** start **

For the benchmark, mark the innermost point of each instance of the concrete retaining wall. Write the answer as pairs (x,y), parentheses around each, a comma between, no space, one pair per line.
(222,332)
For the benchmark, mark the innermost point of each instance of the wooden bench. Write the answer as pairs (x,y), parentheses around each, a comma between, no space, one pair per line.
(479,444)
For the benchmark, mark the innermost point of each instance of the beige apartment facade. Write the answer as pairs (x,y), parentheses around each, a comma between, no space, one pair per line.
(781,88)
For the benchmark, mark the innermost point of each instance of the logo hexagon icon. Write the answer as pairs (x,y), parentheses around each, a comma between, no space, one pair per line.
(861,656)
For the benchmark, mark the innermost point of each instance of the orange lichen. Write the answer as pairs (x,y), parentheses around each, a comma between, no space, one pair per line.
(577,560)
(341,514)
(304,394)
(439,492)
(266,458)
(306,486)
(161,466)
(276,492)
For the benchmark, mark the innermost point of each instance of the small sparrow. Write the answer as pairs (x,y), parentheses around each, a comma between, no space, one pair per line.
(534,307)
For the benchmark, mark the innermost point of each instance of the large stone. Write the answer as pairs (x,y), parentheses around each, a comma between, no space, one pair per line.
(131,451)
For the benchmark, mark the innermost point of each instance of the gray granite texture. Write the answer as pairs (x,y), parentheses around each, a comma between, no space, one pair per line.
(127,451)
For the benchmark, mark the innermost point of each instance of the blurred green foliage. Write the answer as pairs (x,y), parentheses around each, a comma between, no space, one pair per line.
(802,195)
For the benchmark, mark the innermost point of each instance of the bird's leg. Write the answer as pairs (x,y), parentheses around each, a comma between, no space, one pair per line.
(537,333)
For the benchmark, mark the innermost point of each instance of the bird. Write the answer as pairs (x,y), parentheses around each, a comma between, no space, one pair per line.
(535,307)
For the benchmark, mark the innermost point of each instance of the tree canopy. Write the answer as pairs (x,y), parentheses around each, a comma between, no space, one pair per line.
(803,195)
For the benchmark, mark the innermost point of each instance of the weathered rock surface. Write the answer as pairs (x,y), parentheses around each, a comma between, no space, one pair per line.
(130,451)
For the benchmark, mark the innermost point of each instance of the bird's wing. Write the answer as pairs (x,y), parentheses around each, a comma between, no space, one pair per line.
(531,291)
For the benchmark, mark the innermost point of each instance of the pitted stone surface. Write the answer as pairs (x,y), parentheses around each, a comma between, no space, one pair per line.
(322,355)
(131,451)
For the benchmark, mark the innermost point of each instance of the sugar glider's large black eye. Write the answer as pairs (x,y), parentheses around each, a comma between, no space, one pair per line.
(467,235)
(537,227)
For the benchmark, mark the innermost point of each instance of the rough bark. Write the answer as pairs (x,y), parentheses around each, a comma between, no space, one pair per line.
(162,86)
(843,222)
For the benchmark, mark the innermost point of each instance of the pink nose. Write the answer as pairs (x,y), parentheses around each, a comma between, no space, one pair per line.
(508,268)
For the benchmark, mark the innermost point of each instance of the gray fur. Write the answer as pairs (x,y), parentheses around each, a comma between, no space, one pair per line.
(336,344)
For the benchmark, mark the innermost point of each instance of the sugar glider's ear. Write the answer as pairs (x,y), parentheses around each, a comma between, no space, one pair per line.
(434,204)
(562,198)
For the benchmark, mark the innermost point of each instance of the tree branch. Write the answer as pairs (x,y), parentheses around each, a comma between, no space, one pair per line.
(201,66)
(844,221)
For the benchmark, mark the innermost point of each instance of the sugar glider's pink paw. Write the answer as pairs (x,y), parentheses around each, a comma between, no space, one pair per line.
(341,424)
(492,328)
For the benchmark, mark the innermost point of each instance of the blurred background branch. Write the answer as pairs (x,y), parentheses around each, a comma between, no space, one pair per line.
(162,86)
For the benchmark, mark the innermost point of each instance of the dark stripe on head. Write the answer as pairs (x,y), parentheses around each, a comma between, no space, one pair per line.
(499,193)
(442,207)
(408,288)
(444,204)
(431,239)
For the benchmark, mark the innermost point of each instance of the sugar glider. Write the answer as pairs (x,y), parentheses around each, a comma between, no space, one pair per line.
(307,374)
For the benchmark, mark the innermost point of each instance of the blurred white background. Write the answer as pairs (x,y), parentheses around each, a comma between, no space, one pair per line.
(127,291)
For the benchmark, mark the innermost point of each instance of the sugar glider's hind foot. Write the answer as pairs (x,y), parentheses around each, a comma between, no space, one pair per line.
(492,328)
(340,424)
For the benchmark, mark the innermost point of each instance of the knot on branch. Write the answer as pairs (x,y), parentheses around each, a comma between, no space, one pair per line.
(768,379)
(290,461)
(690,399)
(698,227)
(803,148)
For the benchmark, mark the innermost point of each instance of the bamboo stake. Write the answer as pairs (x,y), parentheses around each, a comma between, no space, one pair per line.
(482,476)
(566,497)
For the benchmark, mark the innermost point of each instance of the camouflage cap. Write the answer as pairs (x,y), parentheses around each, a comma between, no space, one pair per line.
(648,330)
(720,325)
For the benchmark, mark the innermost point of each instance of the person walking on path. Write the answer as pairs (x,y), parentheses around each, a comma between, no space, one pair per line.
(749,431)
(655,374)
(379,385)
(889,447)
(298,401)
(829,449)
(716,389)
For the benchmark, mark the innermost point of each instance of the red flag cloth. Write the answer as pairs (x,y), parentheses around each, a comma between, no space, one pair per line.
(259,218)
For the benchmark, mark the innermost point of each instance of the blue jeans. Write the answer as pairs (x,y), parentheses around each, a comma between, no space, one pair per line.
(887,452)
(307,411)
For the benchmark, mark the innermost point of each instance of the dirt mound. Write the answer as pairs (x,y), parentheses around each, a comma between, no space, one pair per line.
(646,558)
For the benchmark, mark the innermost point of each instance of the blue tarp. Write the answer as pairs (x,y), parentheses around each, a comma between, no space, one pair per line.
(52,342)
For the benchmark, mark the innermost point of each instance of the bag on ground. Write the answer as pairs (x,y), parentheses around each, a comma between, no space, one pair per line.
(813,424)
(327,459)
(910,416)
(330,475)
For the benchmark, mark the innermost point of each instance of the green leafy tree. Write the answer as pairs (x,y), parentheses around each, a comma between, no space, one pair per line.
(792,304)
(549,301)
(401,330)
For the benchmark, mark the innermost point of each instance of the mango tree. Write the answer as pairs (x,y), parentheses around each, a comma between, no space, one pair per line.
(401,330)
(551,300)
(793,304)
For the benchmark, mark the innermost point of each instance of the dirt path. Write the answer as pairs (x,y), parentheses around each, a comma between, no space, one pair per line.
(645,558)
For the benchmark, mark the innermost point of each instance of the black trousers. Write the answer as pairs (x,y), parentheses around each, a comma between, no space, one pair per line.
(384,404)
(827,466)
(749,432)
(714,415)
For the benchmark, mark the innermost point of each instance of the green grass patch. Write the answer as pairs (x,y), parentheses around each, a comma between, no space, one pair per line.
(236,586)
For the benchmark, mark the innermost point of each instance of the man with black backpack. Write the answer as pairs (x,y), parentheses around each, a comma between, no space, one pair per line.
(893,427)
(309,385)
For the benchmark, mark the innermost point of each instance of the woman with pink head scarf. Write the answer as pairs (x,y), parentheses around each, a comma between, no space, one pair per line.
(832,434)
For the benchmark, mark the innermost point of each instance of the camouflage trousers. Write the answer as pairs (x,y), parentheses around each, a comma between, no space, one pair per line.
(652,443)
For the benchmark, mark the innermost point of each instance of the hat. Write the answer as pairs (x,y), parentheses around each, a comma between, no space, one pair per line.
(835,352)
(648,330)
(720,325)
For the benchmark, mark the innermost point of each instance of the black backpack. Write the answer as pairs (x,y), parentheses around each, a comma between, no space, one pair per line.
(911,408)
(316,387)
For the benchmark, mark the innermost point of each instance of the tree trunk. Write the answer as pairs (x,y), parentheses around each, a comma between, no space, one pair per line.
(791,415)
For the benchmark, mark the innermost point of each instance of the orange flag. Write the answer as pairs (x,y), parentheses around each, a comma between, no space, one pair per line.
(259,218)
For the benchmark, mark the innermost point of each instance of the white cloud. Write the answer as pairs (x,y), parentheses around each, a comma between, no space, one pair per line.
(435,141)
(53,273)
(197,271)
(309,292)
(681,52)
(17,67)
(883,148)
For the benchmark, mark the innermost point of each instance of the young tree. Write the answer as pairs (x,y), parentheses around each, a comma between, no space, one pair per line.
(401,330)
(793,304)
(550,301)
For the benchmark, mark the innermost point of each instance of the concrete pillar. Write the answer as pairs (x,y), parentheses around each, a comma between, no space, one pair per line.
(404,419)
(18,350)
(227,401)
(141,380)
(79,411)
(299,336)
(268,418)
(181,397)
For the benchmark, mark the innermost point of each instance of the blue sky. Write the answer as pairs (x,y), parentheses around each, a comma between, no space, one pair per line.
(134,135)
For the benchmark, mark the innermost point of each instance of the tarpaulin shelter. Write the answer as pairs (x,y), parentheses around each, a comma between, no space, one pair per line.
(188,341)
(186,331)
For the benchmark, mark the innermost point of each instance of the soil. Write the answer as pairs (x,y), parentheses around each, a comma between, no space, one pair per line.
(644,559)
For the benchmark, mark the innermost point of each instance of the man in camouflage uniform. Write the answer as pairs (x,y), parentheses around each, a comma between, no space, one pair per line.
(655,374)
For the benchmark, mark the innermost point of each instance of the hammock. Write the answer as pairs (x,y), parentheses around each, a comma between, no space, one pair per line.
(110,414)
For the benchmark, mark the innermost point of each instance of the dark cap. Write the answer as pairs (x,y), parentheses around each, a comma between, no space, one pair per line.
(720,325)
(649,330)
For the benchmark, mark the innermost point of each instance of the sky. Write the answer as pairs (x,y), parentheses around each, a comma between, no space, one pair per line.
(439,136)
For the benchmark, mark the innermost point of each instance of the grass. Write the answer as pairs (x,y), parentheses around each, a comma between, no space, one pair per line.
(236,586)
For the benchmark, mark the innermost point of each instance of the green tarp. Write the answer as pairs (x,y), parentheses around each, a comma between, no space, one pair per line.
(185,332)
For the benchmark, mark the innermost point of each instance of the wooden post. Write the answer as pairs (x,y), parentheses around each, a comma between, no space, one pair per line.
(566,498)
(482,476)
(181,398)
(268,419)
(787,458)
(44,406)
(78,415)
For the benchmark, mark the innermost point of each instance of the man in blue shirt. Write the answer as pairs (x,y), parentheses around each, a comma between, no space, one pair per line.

** end **

PROMPT: Find the line that contains "the dark cap.". Repeat it and every line after it, exactly as written, up to and including the last line of the records above.

CORRECT ANSWER:
For the benchmark, mark the innermost point of each instance of the dark cap. Write the answer as pairs (x,y), parentheses around each, a comma between, no space, one pair per line.
(720,325)
(649,330)
For the benchmark, mark the innermost point of each instance of the sky. Write the answer as pairs (x,y), parentheses around each, a comma between, no space, one pair per line.
(439,136)
For the benchmark, mark the innermost point of each instance of the grass. Write the answer as pairs (x,y), parentheses around each, a comma between, no space, one pair per line.
(236,586)
For the benchmark, mark the innermost point of each instance of the green tarp. Write the answer as pairs (x,y), parentheses around each, a comma between, no space, one pair per line.
(185,332)
For the benchmark, mark the innermost point of each instance of the wooden post. Write the answer as pairs (x,y), parentheses around each, a comma between, no space, one pair per line.
(566,498)
(482,476)
(181,398)
(268,419)
(787,458)
(44,406)
(78,415)
For the benchmark, mark the innermost point of each instance of the man in blue shirt. Write the answer as pairs (x,y), parentheses around each, a comma between, no space, one pair per line.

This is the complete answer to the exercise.